Page text
□ □ □ □ □ □ □

Opinion
08 Civ. 7831 (PAC).
November 24, 2009
ORDER
Upon the filing of 19 class actions against Federal National Mortgage Association ("Fannie Mae"), its officers and directors, together with securities underwriters, alleging various violations of the federal securities laws, the Judicial Panel on Multidistrict Litigation consolidated these matters here in the United States District Court for the Southern District of New York. (Order of April 16, 2009, In re Fannie Mae 2008 Securities Litigation, Case No. 1:08-cv-07831-GEL (Dkt. No. 94)) (the "April 16 Order"). When Judge Lynch was elevated to the Second Circuit, the cases were reassigned to this Court on August 28, 2009.

□ □ □ □ □ □ □

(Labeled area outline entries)
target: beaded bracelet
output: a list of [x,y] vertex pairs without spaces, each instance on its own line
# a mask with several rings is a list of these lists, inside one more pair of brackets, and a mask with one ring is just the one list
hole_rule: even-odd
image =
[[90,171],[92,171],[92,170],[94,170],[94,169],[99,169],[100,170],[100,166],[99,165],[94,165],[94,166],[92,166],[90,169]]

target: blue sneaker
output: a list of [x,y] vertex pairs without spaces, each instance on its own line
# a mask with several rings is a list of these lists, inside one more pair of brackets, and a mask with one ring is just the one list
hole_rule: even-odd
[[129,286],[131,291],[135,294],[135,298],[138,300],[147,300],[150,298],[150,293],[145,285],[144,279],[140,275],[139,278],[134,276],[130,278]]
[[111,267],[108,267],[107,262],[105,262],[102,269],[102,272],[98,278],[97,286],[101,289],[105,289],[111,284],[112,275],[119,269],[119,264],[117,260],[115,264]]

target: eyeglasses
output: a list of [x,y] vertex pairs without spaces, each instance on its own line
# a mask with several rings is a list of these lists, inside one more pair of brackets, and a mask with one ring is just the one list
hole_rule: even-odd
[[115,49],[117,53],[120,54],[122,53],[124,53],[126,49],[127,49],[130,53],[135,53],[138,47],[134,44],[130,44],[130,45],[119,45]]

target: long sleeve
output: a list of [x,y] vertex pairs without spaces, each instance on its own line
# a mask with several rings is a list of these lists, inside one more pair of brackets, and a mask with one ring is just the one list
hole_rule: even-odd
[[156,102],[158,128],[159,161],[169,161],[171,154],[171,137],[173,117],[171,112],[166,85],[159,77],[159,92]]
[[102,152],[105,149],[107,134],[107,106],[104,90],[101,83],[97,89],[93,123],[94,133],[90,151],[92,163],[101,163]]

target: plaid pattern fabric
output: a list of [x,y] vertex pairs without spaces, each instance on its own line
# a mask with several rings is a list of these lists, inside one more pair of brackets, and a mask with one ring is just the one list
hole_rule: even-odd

□ □ □ □ □ □ □

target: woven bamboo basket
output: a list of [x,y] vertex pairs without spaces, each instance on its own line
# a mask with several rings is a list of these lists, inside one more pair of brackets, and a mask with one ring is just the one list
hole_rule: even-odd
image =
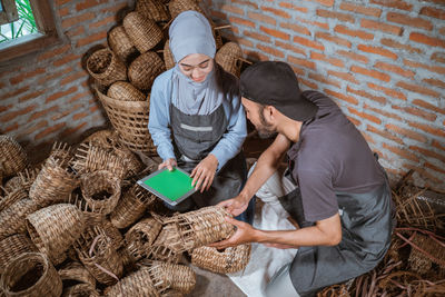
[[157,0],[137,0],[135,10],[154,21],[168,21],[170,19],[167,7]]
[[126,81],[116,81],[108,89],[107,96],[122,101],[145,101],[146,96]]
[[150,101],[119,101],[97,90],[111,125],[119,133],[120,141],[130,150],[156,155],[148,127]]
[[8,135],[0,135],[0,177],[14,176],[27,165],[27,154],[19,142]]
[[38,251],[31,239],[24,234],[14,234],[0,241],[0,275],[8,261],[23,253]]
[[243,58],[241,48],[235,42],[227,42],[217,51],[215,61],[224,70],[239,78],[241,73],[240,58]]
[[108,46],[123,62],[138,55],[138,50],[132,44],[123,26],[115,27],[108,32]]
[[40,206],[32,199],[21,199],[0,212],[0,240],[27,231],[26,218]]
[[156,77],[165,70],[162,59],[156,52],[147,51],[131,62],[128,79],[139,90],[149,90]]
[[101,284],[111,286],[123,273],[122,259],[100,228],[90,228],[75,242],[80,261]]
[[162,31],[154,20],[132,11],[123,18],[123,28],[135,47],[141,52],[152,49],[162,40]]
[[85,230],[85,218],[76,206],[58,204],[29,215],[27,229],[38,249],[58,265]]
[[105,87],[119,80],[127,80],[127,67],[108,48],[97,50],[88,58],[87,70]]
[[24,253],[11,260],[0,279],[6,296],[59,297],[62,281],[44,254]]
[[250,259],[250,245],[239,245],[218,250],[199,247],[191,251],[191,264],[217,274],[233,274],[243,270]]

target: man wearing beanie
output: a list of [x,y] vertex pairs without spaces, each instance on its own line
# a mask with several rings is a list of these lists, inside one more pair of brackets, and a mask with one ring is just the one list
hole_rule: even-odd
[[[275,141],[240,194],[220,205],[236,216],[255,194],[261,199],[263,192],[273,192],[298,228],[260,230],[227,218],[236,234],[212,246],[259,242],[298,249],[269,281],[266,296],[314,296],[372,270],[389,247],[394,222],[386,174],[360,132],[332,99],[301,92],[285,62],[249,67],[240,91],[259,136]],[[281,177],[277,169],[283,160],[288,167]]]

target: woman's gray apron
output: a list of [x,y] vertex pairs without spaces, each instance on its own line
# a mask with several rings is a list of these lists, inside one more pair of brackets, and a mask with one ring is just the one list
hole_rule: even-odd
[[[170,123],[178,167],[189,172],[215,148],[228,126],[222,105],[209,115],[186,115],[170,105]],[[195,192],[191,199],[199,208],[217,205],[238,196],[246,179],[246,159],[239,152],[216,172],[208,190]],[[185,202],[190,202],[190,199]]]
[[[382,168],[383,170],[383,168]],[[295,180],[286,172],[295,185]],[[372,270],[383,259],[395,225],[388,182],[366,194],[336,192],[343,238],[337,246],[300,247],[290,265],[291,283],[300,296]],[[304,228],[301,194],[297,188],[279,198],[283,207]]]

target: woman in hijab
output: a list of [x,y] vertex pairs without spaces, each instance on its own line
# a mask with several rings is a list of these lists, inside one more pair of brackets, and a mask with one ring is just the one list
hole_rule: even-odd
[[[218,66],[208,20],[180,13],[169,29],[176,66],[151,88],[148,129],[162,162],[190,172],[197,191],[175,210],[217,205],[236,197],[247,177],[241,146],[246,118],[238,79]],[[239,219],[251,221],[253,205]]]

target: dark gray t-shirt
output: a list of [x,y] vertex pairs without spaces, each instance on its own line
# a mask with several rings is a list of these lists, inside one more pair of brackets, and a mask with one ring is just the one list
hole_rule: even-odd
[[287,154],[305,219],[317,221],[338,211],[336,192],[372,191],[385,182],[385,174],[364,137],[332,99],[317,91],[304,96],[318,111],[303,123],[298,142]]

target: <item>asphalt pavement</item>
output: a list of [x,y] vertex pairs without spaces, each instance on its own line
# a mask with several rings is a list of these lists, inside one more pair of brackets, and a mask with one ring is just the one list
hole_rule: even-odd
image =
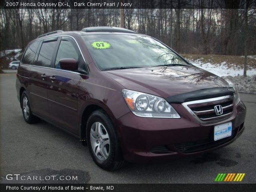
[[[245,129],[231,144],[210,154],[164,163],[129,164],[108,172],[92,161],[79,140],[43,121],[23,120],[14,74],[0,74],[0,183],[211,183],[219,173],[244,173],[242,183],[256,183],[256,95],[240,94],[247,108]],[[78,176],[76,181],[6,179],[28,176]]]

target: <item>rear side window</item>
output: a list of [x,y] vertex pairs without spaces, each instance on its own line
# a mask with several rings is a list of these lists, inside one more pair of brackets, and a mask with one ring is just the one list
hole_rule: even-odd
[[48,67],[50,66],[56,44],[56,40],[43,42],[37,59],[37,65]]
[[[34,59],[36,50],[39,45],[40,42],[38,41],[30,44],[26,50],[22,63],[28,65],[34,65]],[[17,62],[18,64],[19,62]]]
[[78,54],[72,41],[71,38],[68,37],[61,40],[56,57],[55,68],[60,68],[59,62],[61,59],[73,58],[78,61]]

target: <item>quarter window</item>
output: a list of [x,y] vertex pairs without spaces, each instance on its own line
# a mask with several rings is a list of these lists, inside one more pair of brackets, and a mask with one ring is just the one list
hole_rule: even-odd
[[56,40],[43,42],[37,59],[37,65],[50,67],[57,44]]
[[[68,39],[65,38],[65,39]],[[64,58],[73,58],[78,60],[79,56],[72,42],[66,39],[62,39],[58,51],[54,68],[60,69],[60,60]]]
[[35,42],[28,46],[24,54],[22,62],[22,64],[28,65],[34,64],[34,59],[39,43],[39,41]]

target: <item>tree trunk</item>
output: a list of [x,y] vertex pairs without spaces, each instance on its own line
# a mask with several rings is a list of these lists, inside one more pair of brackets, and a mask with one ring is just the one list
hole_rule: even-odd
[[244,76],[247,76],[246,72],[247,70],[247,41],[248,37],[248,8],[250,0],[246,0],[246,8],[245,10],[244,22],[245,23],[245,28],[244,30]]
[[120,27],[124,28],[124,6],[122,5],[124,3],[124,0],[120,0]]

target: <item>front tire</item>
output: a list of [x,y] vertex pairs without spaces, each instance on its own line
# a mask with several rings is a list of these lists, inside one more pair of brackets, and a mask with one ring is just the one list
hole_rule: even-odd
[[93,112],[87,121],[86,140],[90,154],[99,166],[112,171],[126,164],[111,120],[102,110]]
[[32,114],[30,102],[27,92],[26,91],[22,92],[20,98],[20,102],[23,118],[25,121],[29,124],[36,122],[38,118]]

□ □ □ □ □ □ □

Directive 1
According to the court order, on what date were the cases reassigned to this Court?
Directive 2
Using the court order, explain why the cases were reassigned to this Court.
Directive 3
Transcribe the part of the court order that opens with the words containing "November 24, 2009" and closes with "August 28, 2009.".
The data is separate material and has no connection to the court order.

Expected answer 1
August 28, 2009.

Expected answer 2
The cases were reassigned because Judge Lynch was elevated to the Second Circuit. After his elevation, the matters went to this Court on August 28, 2009.

Expected answer 3
November 24, 2009
ORDER
Upon the filing of 19 class actions against Federal National Mortgage Association ("Fannie Mae"), its officers and directors, together with securities underwriters, alleging various violations of the federal securities laws, the Judicial Panel on Multidistrict Litigation consolidated these matters here in the United States District Court for the Southern District of New York. (Order of April 16, 2009, In re Fannie Mae 2008 Securities Litigation, Case No. 1:08-cv-07831-GEL (Dkt. No. 94)) (the "April 16 Order"). When Judge Lynch was elevated to the Second Circuit, the cases were reassigned to this Court on August 28, 2009.